### Brief 1
Report every line of the records below that contains the string "street", copying each such line in full. Matching is case-sensitive.

Similarly since we chose 3 3 as representative of group 2, if you


look at point eight which was a 3 3 point the distance of 3 3 from 3 3 is
0 and this is the distance of 3 3 from 1 1 which will be the same as this.
For every other point, since they are not either 1 1 or 3 3, there will be
distances you can calculate. So, for example, this is a distance of the
second point from 1 1 and this is a distance of the second point from 3
3 and if you go back to the previous slide, the second point is the
second point is actually 1.5, 1.5 and so on. So, you will go through
here each of these points are different from 1 1, 3 3 you will generate
these distances. So, for every point you will generate two distance, one
from 1 1 other one from 3 3.

Now, since we want all the points that are like 1 1 to be in one
group and all the points which are like 3 3 to be in the other group, we
use a distance as a metric for likeness. So, if a point is closer to 1 1
then it is more like 1 1 then 3 3 and similarly if a point is close to 3 3 it
is more like 3 3 than 1 1. So, we are using a very very simple logic
here.

So, you compare these two distances and whichever is a smaller


distance you assign that point to that group. So, here distance 1 is less
than distance 2. So, this is assigned to group 1 this observation, which
is basically the point 1 1. The second observation again if you look at it
distance 1 is less than distance 2. So, the second observation is also
assigned to group 1 and you will notice through this process a third and
fourth will be assigned to group 1 and 5 6 7 8 will be assigned to group
2 because these distances are less than these distances.

So, by starting at some random initial point, we have been able to


group these data points into two different groups, one group which is
characterized by all these data points the other group which is
characterized by these data points. Now, just as a quick note whether
this is in two dimensions or N dimensions it really does not matter
because the distance formula simply translates and you could have
done that for two classes in N dimensions as easily. So, while
visualizing data in N dimensions hard this calculation whether it is two
or N dimension, it is actually just the same.

Now, what you do is, you know that these group positions are the
centres of these groups were randomly chosen now, but we have now
more information to update the centres because I know all of these data
points belong to group 1 and all of these data points belong to group 2.
So, a better representation for this group, so initially the representation
for this group was 1 1, a better representation for this group would be
the mean of all of these 4 samples and the initial representation for
group 2 was 3 3 , but a better representation for group 2 would be the
mean of all of these points. So, that is step 3.

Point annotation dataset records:
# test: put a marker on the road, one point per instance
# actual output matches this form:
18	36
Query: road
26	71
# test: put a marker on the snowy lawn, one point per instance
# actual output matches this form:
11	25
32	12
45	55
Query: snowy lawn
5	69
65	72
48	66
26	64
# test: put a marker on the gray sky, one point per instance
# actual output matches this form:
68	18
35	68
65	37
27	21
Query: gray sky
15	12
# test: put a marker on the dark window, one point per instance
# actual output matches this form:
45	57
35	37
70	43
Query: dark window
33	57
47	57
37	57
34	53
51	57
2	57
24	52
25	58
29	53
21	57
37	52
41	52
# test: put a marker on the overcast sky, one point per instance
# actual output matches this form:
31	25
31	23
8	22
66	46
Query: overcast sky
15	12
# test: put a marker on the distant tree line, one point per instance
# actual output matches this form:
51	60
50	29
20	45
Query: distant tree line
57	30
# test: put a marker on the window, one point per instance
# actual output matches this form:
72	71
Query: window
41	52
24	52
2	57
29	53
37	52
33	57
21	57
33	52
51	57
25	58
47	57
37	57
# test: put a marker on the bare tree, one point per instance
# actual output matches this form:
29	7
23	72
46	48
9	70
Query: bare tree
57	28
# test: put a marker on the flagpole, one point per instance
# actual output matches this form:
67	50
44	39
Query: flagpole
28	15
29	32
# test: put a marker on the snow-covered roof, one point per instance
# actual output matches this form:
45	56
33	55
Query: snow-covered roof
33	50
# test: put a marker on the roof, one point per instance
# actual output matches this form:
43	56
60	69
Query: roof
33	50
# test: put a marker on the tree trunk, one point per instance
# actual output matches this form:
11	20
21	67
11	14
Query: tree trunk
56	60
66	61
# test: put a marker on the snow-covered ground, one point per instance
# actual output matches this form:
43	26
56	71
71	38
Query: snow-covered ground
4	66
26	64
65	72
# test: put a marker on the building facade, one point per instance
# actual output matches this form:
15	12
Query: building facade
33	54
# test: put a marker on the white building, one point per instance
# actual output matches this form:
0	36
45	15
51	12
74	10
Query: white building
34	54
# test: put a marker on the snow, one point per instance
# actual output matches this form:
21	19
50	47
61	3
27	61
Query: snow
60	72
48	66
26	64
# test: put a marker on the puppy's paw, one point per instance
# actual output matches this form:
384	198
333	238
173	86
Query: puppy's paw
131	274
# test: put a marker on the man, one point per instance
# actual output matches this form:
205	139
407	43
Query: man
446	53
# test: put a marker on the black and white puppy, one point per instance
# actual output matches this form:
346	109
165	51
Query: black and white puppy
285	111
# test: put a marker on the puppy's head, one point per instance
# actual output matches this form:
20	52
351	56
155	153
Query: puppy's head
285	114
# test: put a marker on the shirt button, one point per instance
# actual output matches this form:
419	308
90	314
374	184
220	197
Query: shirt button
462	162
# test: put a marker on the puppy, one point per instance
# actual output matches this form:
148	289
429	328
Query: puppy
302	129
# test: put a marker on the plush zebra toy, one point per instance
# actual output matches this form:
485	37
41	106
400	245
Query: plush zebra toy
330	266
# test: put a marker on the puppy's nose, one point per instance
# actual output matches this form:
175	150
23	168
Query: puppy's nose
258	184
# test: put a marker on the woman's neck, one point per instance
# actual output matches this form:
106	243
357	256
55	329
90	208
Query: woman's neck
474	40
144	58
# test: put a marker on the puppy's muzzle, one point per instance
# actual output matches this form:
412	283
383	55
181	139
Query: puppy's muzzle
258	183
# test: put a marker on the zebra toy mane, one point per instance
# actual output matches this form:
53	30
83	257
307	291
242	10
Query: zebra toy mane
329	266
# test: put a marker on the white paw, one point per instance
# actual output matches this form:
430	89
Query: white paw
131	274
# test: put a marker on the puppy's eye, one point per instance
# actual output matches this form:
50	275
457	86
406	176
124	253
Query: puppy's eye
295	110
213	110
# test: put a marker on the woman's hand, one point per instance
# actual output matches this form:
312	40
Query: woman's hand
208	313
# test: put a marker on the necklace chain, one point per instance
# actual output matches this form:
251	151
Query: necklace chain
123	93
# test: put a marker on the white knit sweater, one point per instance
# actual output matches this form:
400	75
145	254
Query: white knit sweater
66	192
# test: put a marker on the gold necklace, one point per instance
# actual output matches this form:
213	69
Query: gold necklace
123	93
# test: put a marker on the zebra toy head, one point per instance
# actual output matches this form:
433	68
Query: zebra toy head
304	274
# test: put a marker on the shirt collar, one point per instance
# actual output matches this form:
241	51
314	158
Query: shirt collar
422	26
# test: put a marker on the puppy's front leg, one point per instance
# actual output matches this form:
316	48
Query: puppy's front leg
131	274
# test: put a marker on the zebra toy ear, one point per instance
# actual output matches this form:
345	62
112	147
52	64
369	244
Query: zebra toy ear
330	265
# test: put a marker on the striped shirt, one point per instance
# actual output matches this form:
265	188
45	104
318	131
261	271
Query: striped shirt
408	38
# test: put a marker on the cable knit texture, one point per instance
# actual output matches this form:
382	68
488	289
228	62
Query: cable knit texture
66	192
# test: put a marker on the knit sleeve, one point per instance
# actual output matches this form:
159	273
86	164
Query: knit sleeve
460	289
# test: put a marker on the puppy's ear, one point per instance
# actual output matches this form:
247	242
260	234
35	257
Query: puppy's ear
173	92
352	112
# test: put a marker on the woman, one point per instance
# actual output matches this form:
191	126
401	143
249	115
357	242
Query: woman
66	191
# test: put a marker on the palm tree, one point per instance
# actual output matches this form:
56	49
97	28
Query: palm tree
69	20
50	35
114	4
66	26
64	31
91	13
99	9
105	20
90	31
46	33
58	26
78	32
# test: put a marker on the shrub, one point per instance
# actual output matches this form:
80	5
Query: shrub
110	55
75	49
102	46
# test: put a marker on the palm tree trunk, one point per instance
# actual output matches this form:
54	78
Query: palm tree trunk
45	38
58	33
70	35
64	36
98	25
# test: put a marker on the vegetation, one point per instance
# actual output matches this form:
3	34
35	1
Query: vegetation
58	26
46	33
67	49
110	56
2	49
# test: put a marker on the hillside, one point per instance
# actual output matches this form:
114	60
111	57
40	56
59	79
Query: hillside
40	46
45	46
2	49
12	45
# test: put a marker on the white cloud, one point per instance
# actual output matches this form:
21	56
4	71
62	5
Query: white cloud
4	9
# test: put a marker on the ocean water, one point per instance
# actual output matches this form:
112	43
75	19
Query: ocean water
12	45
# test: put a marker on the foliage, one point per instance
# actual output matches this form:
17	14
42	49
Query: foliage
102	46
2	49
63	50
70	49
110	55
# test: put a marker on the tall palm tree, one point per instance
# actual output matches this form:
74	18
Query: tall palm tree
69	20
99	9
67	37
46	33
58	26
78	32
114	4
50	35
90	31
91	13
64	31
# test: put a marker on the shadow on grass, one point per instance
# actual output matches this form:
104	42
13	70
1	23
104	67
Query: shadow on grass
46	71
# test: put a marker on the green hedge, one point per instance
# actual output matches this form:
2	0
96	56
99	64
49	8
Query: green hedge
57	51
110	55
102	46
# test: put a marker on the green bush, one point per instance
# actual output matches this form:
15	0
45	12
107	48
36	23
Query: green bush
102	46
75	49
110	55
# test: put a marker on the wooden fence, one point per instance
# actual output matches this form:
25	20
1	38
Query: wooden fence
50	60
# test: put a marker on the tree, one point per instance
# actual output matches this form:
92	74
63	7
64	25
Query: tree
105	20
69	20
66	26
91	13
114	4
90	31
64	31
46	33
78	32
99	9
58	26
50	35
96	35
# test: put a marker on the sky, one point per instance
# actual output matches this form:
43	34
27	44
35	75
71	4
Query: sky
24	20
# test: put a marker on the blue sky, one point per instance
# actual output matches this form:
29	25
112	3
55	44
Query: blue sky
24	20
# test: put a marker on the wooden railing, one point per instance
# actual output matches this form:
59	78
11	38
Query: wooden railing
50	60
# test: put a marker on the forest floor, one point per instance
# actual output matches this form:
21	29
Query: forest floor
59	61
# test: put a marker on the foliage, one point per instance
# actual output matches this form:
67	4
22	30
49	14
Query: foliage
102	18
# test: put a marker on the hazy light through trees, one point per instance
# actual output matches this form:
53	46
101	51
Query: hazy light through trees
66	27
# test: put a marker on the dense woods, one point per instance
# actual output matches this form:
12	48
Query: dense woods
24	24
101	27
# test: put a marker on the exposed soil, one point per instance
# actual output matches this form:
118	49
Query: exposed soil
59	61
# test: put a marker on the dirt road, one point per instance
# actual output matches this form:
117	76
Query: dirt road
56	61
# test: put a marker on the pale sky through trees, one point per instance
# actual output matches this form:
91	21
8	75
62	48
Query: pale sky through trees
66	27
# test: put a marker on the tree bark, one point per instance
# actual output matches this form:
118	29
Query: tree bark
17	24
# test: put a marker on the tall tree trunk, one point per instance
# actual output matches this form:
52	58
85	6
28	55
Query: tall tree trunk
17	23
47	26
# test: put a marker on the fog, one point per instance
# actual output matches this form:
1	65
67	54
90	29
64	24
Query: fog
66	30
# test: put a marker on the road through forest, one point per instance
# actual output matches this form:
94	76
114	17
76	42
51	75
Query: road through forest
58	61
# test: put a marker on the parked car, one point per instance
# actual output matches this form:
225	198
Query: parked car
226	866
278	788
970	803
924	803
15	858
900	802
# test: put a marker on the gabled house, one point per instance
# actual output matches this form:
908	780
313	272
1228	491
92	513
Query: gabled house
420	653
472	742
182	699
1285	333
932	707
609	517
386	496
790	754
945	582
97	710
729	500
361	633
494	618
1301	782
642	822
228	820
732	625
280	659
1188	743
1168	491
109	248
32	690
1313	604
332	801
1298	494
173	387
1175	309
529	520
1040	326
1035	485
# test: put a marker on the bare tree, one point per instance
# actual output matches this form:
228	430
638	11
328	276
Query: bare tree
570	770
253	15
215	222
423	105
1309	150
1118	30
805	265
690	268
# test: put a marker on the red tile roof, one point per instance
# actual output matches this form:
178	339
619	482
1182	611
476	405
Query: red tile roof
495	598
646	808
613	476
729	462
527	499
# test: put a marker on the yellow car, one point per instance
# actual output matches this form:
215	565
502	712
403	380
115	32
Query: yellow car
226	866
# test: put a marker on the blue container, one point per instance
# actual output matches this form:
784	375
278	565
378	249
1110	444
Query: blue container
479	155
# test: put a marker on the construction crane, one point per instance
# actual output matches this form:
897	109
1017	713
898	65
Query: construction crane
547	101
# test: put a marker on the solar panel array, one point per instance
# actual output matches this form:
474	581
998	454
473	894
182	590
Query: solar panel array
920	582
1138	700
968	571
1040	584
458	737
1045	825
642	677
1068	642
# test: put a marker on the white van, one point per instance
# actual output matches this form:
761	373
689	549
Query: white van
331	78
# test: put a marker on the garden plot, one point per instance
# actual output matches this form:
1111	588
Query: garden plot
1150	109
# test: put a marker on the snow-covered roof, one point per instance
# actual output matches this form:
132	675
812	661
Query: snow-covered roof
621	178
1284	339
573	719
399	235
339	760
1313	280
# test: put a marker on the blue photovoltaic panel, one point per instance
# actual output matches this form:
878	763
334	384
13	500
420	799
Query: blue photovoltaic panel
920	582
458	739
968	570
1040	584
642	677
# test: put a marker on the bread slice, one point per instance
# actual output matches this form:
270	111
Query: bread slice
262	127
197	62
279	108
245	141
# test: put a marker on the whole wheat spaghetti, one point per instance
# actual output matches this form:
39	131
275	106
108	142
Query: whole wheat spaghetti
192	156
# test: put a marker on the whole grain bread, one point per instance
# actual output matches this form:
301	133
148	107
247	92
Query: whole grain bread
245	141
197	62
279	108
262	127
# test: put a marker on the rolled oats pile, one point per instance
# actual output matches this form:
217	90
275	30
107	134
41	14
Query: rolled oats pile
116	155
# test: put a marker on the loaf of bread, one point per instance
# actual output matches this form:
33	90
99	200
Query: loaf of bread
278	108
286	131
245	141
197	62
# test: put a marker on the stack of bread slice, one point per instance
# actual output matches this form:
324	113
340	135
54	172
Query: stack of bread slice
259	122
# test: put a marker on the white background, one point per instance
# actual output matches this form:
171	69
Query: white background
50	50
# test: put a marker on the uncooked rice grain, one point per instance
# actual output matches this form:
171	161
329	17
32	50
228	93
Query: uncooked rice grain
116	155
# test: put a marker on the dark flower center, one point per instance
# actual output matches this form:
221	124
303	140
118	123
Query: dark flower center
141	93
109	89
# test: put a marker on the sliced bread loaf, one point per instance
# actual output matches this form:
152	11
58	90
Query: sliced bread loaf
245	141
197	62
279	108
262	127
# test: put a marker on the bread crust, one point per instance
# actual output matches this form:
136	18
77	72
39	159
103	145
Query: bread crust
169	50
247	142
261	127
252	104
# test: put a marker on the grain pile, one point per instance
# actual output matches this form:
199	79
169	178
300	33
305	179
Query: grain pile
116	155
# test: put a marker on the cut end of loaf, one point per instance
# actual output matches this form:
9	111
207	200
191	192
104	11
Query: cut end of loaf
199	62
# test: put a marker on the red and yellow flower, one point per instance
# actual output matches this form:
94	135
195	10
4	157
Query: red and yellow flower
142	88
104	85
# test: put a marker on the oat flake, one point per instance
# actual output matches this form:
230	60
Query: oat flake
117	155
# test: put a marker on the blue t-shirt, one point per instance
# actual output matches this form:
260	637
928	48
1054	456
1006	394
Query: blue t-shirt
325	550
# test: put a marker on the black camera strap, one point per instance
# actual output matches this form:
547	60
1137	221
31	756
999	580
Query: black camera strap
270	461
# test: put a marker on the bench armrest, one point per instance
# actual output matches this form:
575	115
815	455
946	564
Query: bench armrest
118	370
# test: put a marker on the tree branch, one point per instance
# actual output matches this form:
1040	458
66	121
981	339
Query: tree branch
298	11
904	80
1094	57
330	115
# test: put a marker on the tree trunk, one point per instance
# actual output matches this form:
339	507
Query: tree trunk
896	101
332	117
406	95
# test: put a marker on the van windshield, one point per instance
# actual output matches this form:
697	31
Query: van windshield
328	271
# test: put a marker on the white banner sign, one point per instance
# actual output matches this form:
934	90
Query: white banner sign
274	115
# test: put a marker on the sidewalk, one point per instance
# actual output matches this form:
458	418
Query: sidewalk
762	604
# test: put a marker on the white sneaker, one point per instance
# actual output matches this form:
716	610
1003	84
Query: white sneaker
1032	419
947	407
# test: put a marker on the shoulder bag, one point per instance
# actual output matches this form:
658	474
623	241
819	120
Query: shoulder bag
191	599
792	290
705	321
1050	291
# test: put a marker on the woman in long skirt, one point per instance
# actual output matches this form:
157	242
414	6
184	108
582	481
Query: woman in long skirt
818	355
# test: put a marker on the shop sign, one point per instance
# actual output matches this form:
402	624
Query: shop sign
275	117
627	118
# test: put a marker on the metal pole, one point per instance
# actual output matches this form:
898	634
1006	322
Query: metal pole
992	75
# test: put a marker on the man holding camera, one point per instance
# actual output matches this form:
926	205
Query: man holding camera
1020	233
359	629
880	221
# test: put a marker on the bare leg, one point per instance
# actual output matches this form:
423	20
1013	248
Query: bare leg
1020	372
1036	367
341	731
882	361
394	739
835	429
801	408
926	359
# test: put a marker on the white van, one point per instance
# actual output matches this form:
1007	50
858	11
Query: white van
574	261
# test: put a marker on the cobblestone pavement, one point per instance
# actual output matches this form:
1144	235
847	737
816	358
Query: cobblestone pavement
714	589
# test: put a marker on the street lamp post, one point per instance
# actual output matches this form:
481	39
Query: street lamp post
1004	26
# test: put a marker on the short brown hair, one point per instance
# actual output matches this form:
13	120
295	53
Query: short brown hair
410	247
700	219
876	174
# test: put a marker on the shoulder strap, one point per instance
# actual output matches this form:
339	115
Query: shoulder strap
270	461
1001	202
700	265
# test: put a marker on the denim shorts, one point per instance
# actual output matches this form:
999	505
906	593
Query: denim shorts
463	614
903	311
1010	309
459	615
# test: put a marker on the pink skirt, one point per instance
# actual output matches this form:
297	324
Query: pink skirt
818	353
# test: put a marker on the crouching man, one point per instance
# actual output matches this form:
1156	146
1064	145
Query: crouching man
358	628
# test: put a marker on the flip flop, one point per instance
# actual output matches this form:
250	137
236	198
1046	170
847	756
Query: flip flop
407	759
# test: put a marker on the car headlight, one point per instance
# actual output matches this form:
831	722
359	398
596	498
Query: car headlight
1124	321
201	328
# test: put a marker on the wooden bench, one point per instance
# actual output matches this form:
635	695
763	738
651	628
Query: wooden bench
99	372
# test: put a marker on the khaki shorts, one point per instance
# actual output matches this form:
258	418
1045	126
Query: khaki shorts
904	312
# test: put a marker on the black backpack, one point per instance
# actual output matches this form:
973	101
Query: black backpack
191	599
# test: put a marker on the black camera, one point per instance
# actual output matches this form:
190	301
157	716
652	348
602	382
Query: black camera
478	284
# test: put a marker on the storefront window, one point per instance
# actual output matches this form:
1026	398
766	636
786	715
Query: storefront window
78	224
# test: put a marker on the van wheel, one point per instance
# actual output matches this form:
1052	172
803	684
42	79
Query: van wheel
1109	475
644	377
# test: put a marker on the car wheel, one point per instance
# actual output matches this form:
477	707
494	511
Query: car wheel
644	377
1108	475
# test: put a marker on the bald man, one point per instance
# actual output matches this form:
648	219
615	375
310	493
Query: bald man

### Brief 2
Summarize the clustering lecture excerpt above in two sentences.

### Worked answer 1
# test: put a marker on the street lamp post, one point per instance
Query: street lamp post

### Worked answer 2
Each point's distance from the two representatives, 1 1 and 3 3, is calculated, and the point is assigned to the group whose representative is closer, so the first four points go to group 1 and points 5 through 8 go to group 2. The calculation is the same in N dimensions as in two, and in step 3 each group is given a better representation: the mean of the points assigned to it.